Reproduce the material word for word, starting at its first line and ending with the line that contains "[0,115,69,129]", including both of those lines.

>>>>

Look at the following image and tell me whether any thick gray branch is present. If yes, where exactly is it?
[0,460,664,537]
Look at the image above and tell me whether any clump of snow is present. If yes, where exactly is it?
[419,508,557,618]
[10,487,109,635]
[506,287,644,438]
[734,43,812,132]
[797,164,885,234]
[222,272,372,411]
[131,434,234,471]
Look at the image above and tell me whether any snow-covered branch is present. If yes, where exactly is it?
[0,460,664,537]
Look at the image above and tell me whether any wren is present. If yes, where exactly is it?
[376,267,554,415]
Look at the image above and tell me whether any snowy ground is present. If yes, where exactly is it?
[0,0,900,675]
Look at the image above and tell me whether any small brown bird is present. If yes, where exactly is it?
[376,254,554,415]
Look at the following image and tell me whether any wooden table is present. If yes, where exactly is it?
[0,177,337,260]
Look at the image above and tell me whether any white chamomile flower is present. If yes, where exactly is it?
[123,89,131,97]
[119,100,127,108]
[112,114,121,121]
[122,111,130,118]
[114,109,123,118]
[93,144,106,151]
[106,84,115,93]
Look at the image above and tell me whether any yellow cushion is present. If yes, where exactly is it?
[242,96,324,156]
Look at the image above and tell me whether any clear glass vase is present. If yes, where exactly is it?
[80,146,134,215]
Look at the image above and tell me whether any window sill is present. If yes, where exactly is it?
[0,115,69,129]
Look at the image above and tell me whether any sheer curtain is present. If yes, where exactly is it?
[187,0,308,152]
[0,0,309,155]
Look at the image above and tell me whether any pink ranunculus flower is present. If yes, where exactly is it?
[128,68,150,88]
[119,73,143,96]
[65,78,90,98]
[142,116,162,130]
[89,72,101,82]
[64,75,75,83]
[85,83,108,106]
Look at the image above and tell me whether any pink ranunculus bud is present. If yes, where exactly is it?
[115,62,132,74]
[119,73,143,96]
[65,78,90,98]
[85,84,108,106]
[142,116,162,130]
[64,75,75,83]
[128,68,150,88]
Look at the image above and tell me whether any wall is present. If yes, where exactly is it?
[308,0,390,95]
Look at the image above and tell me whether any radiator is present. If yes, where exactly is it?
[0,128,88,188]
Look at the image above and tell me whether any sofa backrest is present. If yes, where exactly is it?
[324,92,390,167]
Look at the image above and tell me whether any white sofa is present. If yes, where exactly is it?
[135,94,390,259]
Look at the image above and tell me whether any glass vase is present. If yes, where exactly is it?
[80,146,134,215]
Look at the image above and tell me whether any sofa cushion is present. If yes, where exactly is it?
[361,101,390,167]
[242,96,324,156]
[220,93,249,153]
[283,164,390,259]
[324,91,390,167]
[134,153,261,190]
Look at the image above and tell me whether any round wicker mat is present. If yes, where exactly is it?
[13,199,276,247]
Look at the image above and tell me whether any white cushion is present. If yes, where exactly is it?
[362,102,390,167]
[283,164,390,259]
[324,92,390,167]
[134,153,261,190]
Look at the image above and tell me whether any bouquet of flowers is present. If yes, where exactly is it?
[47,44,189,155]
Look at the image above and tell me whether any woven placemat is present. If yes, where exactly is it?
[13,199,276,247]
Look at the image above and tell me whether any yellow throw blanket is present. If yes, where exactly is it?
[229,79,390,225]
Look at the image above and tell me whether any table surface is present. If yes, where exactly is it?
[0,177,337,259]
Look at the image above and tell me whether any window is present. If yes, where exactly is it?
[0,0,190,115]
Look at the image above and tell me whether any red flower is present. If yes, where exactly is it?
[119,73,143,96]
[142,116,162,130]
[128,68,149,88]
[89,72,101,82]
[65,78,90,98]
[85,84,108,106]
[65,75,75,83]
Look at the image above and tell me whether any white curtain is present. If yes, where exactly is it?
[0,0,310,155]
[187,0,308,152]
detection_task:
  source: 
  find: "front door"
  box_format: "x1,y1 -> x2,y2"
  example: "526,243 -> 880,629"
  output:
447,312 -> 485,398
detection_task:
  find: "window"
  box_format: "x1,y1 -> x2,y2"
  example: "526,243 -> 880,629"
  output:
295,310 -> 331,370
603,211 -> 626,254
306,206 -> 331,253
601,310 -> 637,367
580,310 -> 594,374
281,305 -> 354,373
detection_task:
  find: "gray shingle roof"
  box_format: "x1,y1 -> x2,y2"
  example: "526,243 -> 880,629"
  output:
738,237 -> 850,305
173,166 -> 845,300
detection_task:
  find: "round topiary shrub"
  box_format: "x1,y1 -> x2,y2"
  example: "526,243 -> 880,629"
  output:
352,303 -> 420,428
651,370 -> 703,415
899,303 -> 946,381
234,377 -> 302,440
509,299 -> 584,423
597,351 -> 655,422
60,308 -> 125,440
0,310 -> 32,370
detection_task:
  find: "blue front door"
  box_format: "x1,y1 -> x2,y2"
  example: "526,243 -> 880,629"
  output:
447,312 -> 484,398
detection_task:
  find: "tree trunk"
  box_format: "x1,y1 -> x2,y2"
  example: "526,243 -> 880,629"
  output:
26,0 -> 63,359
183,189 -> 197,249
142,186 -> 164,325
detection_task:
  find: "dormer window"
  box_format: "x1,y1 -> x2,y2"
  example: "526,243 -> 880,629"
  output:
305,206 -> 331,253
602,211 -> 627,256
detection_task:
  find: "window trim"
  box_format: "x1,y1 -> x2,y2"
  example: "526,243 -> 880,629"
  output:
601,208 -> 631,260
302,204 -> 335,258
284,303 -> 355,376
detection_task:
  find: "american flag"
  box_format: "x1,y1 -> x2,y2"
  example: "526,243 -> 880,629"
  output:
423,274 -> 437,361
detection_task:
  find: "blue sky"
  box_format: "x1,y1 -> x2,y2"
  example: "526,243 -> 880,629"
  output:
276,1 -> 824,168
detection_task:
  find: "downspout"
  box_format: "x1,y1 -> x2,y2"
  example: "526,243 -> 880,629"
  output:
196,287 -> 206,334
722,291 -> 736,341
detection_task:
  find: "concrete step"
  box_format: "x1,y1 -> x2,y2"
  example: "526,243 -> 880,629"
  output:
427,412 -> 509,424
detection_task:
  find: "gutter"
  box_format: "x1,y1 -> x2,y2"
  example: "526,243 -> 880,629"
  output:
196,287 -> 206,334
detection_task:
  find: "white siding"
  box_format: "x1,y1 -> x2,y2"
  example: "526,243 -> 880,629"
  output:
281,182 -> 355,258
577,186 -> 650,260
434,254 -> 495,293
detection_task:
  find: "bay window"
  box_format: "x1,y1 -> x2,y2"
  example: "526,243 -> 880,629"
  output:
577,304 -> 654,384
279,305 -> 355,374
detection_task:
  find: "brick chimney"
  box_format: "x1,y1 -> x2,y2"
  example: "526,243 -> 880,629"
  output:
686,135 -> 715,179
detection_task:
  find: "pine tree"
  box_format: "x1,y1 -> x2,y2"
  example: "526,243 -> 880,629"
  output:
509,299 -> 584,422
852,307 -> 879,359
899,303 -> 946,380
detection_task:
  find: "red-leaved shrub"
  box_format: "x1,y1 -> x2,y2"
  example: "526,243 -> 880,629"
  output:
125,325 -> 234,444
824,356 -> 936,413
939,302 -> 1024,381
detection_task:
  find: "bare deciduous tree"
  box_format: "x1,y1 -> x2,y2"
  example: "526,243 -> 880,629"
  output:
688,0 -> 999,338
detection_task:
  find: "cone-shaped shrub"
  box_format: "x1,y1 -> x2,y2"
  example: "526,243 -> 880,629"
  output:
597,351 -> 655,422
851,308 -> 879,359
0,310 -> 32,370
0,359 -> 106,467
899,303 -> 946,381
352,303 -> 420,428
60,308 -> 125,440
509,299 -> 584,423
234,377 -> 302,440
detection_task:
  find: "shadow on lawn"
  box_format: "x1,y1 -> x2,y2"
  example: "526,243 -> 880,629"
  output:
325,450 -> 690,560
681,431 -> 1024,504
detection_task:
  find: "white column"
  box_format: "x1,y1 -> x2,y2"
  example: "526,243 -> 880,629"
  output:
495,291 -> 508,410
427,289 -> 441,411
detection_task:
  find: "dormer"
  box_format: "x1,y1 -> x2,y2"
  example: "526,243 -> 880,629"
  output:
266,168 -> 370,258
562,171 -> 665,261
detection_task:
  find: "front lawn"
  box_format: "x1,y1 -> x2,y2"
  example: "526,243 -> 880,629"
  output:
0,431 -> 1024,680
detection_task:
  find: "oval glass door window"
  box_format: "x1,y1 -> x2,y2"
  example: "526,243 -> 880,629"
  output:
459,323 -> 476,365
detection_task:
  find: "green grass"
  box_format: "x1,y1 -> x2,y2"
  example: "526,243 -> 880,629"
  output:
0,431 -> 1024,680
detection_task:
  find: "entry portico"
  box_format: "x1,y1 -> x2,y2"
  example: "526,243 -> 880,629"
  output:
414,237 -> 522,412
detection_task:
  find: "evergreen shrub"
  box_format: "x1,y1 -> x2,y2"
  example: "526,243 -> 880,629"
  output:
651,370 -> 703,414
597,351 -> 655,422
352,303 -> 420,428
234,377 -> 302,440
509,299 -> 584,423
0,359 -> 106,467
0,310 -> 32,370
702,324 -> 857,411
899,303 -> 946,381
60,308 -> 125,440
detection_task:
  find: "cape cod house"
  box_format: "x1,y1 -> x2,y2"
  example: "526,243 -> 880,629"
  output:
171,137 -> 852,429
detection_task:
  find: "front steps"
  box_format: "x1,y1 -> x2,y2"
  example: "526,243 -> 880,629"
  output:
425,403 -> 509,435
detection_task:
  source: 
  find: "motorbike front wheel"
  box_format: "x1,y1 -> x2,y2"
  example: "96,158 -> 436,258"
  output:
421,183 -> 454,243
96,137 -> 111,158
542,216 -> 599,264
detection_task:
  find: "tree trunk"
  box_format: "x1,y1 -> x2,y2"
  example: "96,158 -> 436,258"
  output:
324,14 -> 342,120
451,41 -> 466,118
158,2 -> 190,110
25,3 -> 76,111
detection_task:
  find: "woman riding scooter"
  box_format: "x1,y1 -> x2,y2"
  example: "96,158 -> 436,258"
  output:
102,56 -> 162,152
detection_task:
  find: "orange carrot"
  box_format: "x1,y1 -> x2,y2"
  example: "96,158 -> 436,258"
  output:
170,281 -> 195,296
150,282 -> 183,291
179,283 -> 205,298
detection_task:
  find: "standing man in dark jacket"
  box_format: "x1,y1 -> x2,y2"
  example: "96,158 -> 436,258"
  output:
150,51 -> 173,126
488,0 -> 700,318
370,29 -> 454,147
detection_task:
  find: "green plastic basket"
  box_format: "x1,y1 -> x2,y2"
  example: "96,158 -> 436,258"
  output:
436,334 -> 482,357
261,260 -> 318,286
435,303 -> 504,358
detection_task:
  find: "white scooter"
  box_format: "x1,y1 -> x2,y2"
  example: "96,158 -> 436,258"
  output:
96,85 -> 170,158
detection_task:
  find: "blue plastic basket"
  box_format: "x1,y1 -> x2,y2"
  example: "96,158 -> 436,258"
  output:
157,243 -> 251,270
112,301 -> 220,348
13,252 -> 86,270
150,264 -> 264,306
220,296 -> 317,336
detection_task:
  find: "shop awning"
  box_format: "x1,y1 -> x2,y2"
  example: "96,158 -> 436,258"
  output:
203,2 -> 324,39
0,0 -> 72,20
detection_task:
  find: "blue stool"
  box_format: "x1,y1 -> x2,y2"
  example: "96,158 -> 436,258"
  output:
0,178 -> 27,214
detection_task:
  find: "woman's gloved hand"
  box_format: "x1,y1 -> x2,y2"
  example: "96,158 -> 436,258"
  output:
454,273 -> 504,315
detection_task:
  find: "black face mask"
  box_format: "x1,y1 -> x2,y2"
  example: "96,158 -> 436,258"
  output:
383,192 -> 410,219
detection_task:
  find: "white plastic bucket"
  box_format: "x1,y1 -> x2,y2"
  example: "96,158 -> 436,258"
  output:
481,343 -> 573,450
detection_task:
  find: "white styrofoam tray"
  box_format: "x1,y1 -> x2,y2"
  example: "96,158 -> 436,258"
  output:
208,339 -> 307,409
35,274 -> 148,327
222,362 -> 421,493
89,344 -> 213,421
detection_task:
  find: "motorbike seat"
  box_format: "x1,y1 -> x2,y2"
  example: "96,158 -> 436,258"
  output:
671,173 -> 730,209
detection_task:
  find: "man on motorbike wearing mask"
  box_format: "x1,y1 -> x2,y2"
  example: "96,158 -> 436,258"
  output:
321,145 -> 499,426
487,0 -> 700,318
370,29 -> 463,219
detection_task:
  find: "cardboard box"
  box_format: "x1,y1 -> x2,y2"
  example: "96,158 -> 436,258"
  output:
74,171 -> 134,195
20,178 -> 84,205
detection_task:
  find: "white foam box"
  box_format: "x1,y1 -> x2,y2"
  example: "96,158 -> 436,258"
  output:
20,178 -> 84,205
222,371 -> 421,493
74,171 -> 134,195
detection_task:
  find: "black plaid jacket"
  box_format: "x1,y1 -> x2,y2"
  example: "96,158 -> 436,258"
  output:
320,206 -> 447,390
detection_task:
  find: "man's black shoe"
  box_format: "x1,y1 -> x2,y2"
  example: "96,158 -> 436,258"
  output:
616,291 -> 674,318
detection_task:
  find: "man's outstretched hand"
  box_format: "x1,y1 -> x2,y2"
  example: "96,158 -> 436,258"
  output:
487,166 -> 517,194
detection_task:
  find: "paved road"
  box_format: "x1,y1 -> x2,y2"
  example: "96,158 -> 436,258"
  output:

<<<<

» **Right answer**:
Look at the following image and tell me whether any thick gray branch is present. If yes, where exactly is it?
[0,460,664,537]
Look at the image above and tell me whether any clump of snow is present. If yes, where exactly is it?
[419,508,557,618]
[10,487,109,635]
[506,287,644,438]
[734,43,812,132]
[797,164,885,234]
[222,272,372,411]
[131,434,234,471]
Look at the image above and tell me whether any snow-covered branch is present. If yes, where exactly is it?
[0,460,664,537]
Look at the image above and tell me whether any wren is present. If yes, where exactly is it?
[376,267,554,415]
Look at the image above and tell me whether any snowy ground is present. If yes, where exactly is it?
[0,0,900,675]
Look at the image above and tell me whether any small brown bird is present. If yes, where exactly is it?
[376,254,554,415]
Look at the following image and tell me whether any wooden table is present. If yes, where exactly is it?
[0,177,337,260]
Look at the image above and tell me whether any white chamomile flower is present. If yes, where exactly is it?
[123,89,131,97]
[119,100,127,108]
[112,114,121,121]
[122,111,130,118]
[114,109,123,118]
[93,144,106,151]
[106,84,115,93]
Look at the image above and tell me whether any yellow cushion is present. If yes, where exactly is it?
[242,96,324,156]
Look at the image above and tell me whether any clear glass vase is present. If yes, where exactly is it?
[80,146,134,215]
Look at the image above and tell me whether any window sill is present. If yes, where exactly is it?
[0,115,69,129]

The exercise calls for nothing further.